» Stored records:
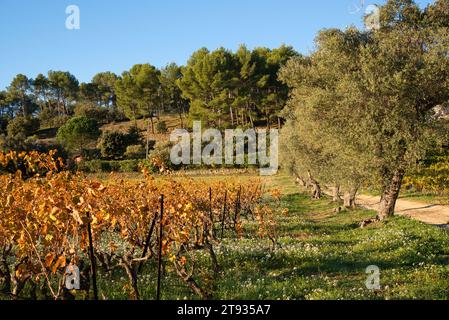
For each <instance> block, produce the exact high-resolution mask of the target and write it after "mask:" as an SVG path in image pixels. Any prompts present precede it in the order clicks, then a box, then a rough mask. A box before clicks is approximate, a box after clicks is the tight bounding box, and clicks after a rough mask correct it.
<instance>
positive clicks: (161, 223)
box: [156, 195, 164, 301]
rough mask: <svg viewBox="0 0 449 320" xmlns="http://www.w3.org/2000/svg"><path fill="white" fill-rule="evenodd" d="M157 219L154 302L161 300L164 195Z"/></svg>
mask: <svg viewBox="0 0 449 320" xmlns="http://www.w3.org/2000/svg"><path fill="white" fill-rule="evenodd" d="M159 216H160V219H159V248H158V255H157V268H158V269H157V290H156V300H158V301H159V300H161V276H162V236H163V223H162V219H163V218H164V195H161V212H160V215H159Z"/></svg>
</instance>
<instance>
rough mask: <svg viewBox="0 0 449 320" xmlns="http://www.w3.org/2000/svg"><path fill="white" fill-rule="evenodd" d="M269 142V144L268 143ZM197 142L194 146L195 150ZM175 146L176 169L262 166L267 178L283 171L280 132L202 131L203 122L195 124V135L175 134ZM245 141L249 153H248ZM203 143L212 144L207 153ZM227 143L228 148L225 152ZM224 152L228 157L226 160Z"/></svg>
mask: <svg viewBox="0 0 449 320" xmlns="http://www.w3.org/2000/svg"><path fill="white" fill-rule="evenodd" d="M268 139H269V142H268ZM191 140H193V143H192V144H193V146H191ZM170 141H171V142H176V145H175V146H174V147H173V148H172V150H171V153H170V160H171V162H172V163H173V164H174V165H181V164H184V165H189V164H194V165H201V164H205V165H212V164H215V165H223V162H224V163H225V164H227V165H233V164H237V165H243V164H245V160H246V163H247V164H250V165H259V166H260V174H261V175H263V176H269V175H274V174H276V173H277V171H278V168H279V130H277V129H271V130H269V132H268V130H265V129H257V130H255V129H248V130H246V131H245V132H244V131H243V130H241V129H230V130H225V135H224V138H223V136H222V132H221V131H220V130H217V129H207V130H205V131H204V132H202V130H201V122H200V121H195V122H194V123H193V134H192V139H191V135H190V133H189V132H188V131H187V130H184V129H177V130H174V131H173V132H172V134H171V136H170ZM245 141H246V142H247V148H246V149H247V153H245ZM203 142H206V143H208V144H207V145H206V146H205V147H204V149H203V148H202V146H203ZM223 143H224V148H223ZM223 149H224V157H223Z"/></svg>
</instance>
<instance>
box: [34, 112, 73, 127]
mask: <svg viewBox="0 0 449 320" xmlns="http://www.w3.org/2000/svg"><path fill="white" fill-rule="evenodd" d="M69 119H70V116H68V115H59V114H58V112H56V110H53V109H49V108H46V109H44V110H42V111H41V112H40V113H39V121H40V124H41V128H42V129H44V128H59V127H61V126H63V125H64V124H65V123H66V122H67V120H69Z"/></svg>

--

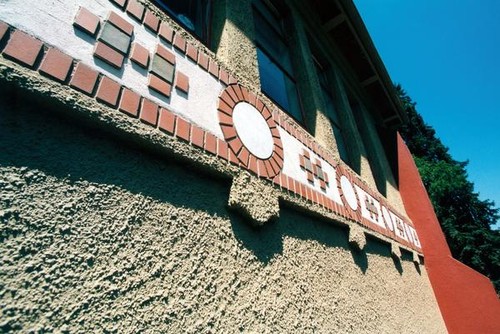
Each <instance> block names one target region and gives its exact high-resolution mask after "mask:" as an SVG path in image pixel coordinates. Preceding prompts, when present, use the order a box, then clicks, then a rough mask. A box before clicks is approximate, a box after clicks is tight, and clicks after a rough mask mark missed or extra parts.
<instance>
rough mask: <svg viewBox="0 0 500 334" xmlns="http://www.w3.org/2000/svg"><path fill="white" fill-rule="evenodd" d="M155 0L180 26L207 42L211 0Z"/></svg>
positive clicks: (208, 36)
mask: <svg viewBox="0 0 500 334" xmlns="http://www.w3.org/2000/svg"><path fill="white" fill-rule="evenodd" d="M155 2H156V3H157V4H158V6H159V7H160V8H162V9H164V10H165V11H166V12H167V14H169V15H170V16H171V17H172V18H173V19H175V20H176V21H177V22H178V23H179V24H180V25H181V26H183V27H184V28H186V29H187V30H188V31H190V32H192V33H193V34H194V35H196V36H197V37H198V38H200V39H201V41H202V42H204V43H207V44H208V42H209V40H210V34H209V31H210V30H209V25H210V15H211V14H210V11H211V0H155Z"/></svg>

» EXERCISE AIM: Rewrite the lines from the line with "For each <instance>" to the line with "box: [156, 195, 164, 301]", putting "points" wherever "clicks" appears and keeping everything else the same.

» EXERCISE RESPONSE:
For each <instance> block, produce the exact high-resolution mask of the target and write it after "mask:" as an SVG path in image pixels. Any prompts present precede it in the order points, then a box, then a rough mask. A box before points is approximate, a box after points is the tight bounding box, and points after a rough mask correct it.
<instance>
positive points: (161, 223)
box: [156, 195, 164, 301]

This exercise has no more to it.